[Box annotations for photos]
%%

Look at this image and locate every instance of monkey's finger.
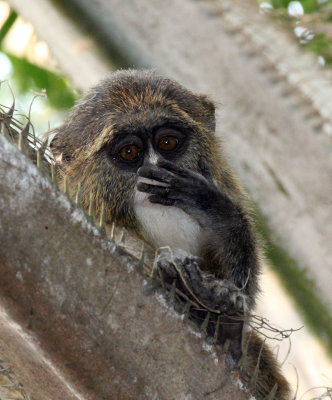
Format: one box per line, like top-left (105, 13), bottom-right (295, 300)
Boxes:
top-left (137, 182), bottom-right (170, 195)
top-left (158, 160), bottom-right (196, 178)
top-left (137, 166), bottom-right (174, 183)
top-left (149, 194), bottom-right (175, 206)
top-left (198, 157), bottom-right (214, 182)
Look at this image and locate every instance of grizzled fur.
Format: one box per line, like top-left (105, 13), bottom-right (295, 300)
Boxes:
top-left (51, 70), bottom-right (288, 399)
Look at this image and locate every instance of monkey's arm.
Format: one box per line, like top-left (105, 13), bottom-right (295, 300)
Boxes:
top-left (138, 160), bottom-right (259, 308)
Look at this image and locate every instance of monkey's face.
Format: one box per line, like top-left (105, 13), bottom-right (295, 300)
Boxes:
top-left (51, 71), bottom-right (216, 238)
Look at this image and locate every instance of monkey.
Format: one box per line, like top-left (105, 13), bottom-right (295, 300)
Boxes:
top-left (50, 70), bottom-right (290, 400)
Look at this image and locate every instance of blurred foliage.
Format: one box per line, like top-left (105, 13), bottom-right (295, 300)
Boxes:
top-left (271, 0), bottom-right (332, 13)
top-left (0, 4), bottom-right (78, 132)
top-left (259, 0), bottom-right (332, 66)
top-left (3, 51), bottom-right (77, 109)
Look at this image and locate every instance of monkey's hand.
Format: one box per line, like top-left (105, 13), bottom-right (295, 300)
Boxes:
top-left (137, 159), bottom-right (240, 229)
top-left (155, 248), bottom-right (247, 315)
top-left (154, 248), bottom-right (247, 362)
top-left (137, 159), bottom-right (259, 308)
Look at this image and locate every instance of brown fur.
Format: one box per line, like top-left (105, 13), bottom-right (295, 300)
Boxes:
top-left (51, 71), bottom-right (289, 400)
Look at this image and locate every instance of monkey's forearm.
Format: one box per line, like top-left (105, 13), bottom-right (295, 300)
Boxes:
top-left (138, 161), bottom-right (259, 307)
top-left (204, 211), bottom-right (259, 308)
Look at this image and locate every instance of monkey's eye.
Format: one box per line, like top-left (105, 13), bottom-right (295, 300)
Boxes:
top-left (157, 136), bottom-right (179, 151)
top-left (119, 144), bottom-right (140, 161)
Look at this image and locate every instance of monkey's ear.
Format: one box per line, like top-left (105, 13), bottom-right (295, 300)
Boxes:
top-left (50, 133), bottom-right (71, 166)
top-left (197, 94), bottom-right (216, 132)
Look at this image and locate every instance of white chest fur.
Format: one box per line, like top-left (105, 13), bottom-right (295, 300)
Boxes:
top-left (134, 191), bottom-right (201, 255)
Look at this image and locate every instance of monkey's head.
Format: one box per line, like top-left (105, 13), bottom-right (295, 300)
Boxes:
top-left (51, 70), bottom-right (228, 228)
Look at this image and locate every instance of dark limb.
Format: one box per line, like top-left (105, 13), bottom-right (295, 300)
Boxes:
top-left (138, 159), bottom-right (259, 308)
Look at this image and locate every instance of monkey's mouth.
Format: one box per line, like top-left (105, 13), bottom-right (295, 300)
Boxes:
top-left (134, 176), bottom-right (169, 207)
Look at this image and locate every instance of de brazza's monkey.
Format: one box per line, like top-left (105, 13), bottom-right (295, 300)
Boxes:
top-left (51, 70), bottom-right (289, 399)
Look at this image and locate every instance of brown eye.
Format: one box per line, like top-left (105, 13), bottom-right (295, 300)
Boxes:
top-left (119, 144), bottom-right (140, 161)
top-left (158, 136), bottom-right (179, 151)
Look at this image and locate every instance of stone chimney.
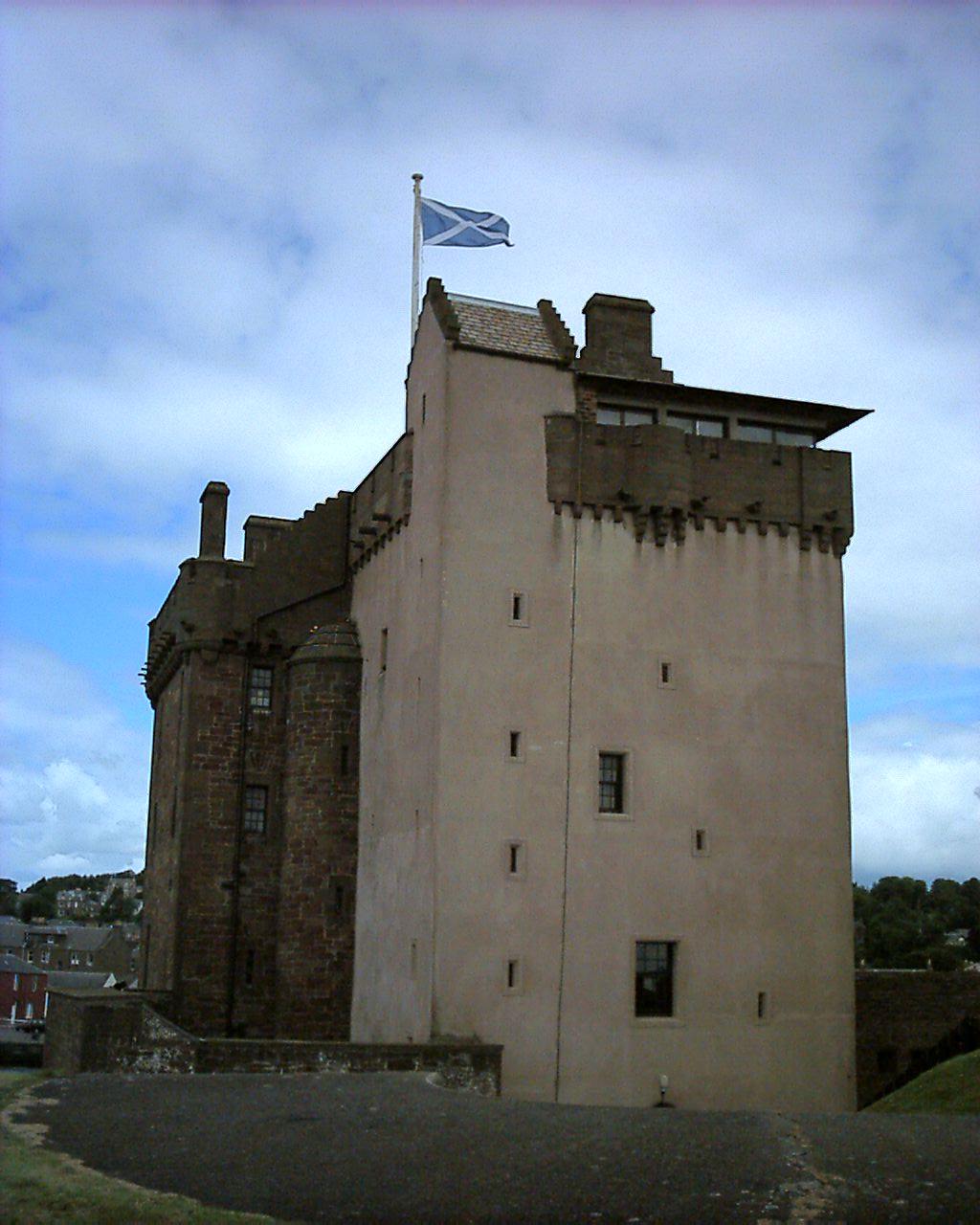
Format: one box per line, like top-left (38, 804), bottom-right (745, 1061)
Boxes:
top-left (197, 480), bottom-right (228, 557)
top-left (578, 294), bottom-right (673, 382)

%%

> EXERCISE GOAL:
Will you output the lines of the listing above word for word, beginning at its first line and stopping after the line that contains "top-left (198, 157), bottom-right (214, 182)"? Leave the picture out of what you give back.

> FULL SOLUTION:
Look at this image and locate every instance of monkey's finger.
Format: one box per line, like top-left (105, 13), bottom-right (295, 300)
Boxes:
top-left (137, 182), bottom-right (170, 195)
top-left (158, 160), bottom-right (196, 178)
top-left (137, 166), bottom-right (174, 183)
top-left (149, 194), bottom-right (175, 206)
top-left (198, 157), bottom-right (214, 182)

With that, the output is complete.